Stated exercise a: Please set out the part of the records that opens with the line containing "Isolate yellow tablet" and closes with the line containing "left=294, top=108, right=322, bottom=121" as a numbered list, with blank lines left out.

Document:
# # #

This week, I finally moved out of the apartment I’ve lived in for three years, and into one with my boyfriend, Peter. I say “finally” because it feels like it’s been such a long time coming — we moved Peter’s stuff into the new apartment (a one-bedroom in the same building where he used to live in a studio) over two months ago, and ever since, moving my stuff felt like the biggest weight on my shoulders. I had a substantial amount of decluttering and organizing my stuff to do, which is why I started this challenge in the first place. I wanted to clear my life of excess stuff, and organize the things I was keeping, before moving into this apartment where the common spaces have even more overlap than the ones I shared with roommates.

# # #

[Region labeling records]
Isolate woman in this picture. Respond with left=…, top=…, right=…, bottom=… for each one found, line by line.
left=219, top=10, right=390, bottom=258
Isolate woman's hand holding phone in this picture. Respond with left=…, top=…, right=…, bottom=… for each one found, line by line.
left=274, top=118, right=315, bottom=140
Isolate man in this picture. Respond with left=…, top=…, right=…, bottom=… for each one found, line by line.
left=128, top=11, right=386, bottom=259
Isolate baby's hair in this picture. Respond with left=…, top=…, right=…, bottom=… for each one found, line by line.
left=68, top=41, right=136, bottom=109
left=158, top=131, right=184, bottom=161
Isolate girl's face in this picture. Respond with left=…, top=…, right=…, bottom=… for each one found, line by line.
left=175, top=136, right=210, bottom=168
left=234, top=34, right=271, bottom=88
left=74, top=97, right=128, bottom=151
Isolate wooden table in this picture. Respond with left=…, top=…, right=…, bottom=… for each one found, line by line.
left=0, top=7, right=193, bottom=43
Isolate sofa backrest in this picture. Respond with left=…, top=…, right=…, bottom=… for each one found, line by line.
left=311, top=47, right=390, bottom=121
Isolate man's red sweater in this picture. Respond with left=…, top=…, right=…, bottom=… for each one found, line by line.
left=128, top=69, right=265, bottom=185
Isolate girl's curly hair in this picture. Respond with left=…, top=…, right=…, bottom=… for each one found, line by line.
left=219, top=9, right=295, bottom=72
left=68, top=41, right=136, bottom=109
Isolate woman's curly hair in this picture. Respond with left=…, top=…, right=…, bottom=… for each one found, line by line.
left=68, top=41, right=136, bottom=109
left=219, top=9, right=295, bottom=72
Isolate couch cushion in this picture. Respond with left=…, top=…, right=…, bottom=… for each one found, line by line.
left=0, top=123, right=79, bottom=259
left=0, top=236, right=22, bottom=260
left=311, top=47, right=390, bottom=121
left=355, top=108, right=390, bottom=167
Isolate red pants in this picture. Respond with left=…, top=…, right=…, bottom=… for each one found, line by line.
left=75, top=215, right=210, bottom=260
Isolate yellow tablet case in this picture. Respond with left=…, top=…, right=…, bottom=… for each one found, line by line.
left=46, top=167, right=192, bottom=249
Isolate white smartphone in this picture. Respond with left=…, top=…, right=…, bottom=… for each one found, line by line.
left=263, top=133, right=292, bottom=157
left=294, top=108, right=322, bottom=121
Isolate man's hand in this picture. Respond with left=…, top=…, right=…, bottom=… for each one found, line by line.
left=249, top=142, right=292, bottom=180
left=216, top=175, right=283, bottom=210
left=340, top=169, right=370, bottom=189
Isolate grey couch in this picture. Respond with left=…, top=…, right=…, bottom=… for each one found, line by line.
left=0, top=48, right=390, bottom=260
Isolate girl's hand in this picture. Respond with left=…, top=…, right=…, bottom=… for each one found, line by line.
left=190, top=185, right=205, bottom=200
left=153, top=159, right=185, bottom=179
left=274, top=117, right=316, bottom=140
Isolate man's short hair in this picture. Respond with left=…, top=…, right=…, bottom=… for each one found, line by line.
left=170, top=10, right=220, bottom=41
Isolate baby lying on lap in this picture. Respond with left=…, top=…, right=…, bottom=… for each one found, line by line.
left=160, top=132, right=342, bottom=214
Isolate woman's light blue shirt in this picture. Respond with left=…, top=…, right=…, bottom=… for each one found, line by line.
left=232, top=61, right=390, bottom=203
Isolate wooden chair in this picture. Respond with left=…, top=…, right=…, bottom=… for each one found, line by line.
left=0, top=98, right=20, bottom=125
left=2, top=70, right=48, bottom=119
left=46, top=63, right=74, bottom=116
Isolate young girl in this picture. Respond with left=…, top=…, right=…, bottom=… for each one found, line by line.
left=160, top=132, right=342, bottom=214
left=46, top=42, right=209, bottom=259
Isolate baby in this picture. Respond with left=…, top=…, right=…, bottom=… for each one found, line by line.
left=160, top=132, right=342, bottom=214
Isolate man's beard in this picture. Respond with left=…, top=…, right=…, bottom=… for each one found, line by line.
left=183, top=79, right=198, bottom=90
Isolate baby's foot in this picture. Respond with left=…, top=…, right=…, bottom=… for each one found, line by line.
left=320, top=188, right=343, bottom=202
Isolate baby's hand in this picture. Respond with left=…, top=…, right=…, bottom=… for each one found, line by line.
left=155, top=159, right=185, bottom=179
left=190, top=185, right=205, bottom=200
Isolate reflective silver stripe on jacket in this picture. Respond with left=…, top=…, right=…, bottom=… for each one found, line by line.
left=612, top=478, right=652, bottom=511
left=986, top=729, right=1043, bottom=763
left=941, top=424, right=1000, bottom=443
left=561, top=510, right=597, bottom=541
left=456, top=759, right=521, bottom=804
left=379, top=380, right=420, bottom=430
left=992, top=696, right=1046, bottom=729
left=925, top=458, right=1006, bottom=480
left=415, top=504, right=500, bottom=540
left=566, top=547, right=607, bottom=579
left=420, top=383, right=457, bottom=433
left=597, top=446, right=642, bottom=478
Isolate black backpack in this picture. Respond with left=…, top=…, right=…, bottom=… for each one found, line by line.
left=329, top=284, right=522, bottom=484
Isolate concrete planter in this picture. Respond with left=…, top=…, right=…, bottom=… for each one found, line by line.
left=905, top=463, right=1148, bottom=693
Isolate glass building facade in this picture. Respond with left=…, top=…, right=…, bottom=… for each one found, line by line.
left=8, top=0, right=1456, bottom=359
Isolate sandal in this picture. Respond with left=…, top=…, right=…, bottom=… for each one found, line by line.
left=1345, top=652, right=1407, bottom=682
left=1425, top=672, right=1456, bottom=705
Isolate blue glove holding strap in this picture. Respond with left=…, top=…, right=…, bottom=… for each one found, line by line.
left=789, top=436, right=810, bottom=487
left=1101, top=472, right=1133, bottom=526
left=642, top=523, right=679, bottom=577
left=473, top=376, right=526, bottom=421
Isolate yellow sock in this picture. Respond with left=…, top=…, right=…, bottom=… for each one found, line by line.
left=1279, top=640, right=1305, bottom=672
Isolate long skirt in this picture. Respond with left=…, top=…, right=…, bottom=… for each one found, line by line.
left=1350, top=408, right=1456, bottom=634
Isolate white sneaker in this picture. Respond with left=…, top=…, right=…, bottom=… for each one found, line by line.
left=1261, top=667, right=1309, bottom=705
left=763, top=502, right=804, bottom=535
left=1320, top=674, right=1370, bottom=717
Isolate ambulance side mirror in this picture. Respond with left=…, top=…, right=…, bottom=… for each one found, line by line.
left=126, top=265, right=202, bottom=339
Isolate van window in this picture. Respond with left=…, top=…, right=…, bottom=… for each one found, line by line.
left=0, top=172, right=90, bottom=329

# # #

Stated exercise b: Reproduce verbatim the part of the moving text that opens with the words containing "This week, I" and closes with "shared with roommates.".

Task result a:
1. Isolate yellow tablet case in this picture. Respond with left=…, top=…, right=…, bottom=… for each one found, line by line.
2. left=46, top=167, right=192, bottom=249
3. Isolate white smartphone in this picture. Respond with left=…, top=…, right=…, bottom=… for each one found, line by line.
4. left=263, top=133, right=292, bottom=157
5. left=294, top=108, right=322, bottom=121

Task result b:
This week, I finally moved out of the apartment I’ve lived in for three years, and into one with my boyfriend, Peter. I say “finally” because it feels like it’s been such a long time coming — we moved Peter’s stuff into the new apartment (a one-bedroom in the same building where he used to live in a studio) over two months ago, and ever since, moving my stuff felt like the biggest weight on my shoulders. I had a substantial amount of decluttering and organizing my stuff to do, which is why I started this challenge in the first place. I wanted to clear my life of excess stuff, and organize the things I was keeping, before moving into this apartment where the common spaces have even more overlap than the ones I shared with roommates.